GOAL:
Every record below should be printed exactly as it appears.

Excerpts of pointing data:
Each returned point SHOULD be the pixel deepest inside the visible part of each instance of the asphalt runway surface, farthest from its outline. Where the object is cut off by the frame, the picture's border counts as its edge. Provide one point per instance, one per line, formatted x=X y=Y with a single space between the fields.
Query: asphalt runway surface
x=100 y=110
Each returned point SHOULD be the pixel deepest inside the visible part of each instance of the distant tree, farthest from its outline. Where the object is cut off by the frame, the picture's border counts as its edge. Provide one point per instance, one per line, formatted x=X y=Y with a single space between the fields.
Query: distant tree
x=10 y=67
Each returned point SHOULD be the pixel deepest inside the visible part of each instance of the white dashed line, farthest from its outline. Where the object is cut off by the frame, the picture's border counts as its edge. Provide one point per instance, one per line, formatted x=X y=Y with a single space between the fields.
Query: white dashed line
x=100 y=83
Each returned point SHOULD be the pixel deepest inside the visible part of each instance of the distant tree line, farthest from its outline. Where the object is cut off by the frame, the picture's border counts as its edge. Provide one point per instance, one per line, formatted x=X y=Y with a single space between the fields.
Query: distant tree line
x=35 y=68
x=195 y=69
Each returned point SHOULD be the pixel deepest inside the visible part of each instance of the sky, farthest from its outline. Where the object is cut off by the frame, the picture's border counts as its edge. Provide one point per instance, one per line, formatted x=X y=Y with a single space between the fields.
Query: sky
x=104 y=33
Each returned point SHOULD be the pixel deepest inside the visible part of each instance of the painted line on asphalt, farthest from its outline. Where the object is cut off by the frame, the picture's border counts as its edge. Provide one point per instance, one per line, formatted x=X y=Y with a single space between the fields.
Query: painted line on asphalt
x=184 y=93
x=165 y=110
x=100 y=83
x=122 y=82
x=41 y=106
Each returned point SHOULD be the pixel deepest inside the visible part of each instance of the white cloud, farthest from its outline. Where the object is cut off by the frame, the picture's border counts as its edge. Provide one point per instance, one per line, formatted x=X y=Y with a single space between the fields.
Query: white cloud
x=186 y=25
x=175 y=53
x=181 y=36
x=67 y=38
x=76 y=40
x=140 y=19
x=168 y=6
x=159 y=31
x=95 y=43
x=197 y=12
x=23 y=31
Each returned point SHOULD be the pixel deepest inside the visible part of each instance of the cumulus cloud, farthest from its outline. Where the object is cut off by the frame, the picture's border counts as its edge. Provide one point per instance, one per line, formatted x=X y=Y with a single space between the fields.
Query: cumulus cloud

SOLUTION TO THIS PROBLEM:
Each returned point SHOULD be the pixel deepest inside the visible part of each instance of the asphalt runway surface, farthest from its outline. Where the object is cut off by the frame, the picture's border counts as its edge. Provide one point per instance, one per line, formatted x=X y=Y with a single space between the fields.
Query: asphalt runway surface
x=100 y=110
Each returned point SHOULD be the pixel deepest inside the visible part of each instance of the distant tree, farthest from its outline. Where the object is cut off by the frame, the picture's border counts as its edge. Provide one point per instance, one per line, formatted x=X y=Y with a single space between the fields.
Query: distant tree
x=10 y=67
Each returned point SHOULD be the pixel deepest inside the visible part of each instance of the white dashed line, farthest from its outline. Where the object is cut off by the frame, the picture's border counts as its edge. Provide one point per instance, one per line, formatted x=X y=Y with a single space between the fields.
Query: white dashed line
x=100 y=83
Each returned point SHOULD be the pixel deepest inside the visible part of each instance of the distant tree line, farthest from its outline. Where the object is cut off by the frame, the picture's border counts as its edge. Provide one point per instance, one per line, formatted x=X y=Y with a single space between the fields.
Query: distant tree line
x=35 y=68
x=195 y=69
Each returned point SHOULD be the pixel deepest inside the visible part of each instance of the sky, farthest from its outline. Where the object is cut off by the frame, the picture's border counts as its edge. Provide one point per instance, one per line, formatted x=X y=Y with a single space between the fields.
Query: sky
x=104 y=33
Each returned point SHOULD be the pixel deepest inside the visible part of each instance of the painted line on asphalt, farthest from its outline. Where the object is cut off by the frame, the picture's border counts as its edge. Provide one point per instance, one per line, formatted x=X y=Y with a single space between the fields.
Query: painted line on asphalt
x=184 y=93
x=165 y=110
x=100 y=83
x=122 y=82
x=41 y=106
Each returned point SHOULD be the pixel deepest inside the visible part of each instance of the white cloud, farthest from its outline. Where the object is cut off by the frame, the picture's border counts as its edge. Provide one point per instance, one per line, formatted x=X y=Y with a single space between the fields.
Query: white cloud
x=186 y=25
x=175 y=53
x=181 y=36
x=67 y=38
x=76 y=40
x=140 y=19
x=168 y=6
x=159 y=31
x=95 y=43
x=197 y=12
x=23 y=31
Each returned point SHOULD be the pixel deepest inside the visible part of each instance of the cumulus cloud, farthest from its outline. Where the object is cut off by the frame, the picture's border counts as its edge. Provide one point per instance, one per line, formatted x=X y=Y with a single space between the fields.
Query: cumulus cloud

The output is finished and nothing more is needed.